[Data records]
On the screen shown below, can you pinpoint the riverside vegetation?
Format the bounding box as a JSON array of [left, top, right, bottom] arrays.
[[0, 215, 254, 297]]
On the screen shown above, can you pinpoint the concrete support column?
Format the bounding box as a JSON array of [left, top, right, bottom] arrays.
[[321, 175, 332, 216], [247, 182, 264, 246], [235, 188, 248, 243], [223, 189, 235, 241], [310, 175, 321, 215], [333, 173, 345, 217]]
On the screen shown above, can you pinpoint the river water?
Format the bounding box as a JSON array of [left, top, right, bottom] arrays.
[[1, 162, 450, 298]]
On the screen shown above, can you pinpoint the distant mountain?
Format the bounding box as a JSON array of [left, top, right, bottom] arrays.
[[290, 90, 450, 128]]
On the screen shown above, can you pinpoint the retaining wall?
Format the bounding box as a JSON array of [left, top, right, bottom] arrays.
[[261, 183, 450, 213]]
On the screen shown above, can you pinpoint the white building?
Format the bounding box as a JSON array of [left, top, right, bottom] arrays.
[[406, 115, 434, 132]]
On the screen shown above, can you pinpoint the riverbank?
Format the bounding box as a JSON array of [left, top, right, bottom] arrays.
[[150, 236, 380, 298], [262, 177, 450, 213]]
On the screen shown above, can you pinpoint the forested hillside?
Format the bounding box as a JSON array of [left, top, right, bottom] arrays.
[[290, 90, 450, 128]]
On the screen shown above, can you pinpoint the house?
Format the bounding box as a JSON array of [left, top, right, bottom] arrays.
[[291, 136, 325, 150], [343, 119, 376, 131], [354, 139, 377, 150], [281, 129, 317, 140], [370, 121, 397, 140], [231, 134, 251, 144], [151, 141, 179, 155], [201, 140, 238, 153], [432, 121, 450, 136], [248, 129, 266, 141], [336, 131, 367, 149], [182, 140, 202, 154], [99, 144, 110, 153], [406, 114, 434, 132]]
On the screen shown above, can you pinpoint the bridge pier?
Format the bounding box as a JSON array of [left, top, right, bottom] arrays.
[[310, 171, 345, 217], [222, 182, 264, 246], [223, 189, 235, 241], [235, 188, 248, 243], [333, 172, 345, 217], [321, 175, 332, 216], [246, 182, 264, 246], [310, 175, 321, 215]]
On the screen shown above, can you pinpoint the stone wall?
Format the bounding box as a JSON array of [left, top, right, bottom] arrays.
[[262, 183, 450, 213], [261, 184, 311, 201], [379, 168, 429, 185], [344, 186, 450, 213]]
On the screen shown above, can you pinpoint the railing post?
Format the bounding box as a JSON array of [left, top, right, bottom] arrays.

Your assignment: Return every line in the records that includes the string "above".

Answer below:
On the screen shown above, can you pinpoint the concrete support column?
On the screen shown above, can you pinpoint the river water?
On the screen shown above, can you pinpoint the distant mountain?
On the screen shown above, can you pinpoint the retaining wall?
On the screen shown above, can you pinpoint the white building?
On the screen shown above, can you pinpoint the riverbank?
On the screen shown above, can you pinpoint the forested hillside?
On the screen shown above, can you pinpoint the house?
On the screen shown above, can you pinpoint the bridge pier?
On the screen shown above, can you pinpoint the stone wall?
On the screen shown above, can you pinpoint the railing post?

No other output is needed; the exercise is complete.